**Challenge**
Reproduce the material word for word, starting with the line that contains "For every instance of the car fender" and continuing through the last line of the material.

**Dataset records**

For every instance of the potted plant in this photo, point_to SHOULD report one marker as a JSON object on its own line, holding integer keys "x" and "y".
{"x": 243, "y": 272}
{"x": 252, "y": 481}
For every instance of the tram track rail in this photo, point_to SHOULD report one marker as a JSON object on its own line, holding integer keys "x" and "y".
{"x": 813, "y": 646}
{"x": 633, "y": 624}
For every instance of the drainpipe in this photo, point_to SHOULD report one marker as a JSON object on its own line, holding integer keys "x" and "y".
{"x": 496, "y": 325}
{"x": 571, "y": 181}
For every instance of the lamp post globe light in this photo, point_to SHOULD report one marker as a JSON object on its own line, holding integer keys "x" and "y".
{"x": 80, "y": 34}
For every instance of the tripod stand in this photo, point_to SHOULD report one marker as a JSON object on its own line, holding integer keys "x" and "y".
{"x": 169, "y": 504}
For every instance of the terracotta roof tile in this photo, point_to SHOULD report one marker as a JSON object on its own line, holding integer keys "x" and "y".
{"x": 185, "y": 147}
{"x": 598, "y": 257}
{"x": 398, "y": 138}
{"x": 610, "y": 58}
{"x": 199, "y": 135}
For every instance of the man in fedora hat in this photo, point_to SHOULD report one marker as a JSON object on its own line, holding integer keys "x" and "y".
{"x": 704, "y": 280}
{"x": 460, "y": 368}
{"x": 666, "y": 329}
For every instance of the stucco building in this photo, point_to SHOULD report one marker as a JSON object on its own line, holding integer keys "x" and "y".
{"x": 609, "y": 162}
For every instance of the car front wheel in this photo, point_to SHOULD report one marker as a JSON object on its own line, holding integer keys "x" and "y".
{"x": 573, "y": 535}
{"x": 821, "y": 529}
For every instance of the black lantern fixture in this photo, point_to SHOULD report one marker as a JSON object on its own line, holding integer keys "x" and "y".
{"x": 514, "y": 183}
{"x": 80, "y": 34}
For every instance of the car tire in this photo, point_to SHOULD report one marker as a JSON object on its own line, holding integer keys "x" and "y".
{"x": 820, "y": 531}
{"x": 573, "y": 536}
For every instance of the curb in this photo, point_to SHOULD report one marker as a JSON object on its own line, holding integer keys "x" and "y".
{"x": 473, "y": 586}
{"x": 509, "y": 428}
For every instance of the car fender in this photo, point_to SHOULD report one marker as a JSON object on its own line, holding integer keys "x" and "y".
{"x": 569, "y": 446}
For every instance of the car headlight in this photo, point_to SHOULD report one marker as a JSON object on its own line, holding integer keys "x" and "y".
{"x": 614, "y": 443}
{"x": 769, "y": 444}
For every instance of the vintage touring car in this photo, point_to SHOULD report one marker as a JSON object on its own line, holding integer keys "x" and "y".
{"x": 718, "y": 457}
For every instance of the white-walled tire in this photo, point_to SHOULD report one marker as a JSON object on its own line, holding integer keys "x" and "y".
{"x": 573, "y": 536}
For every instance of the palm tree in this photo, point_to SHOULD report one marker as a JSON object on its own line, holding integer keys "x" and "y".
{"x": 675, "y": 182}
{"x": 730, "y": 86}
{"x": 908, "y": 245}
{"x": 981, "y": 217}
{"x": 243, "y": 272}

**Exercise solution**
For every instance of the car fender in this photo, point_to SHOULD report one marker as a JSON object on its own line, holding integer keys "x" and "y".
{"x": 569, "y": 446}
For every instance of the car headlight in this photo, point_to SHOULD report one marker as a JSON object on its own line, holding integer keys "x" and "y".
{"x": 614, "y": 443}
{"x": 769, "y": 444}
For every instance of the vintage touring car in this photo, point_to SHOULD report one marker as a JSON object on its own line, holding integer keys "x" and "y".
{"x": 718, "y": 457}
For every instance of the white-walled tire in this photo, point_to SHOULD report one marker as a JSON object on its own line, holding integer keys "x" and "y".
{"x": 573, "y": 536}
For every instance of the palm tree in this photo, point_to SHOULD report one marker as a JSON object on its own line, holding integer keys "x" and "y".
{"x": 675, "y": 182}
{"x": 730, "y": 86}
{"x": 908, "y": 245}
{"x": 981, "y": 217}
{"x": 243, "y": 272}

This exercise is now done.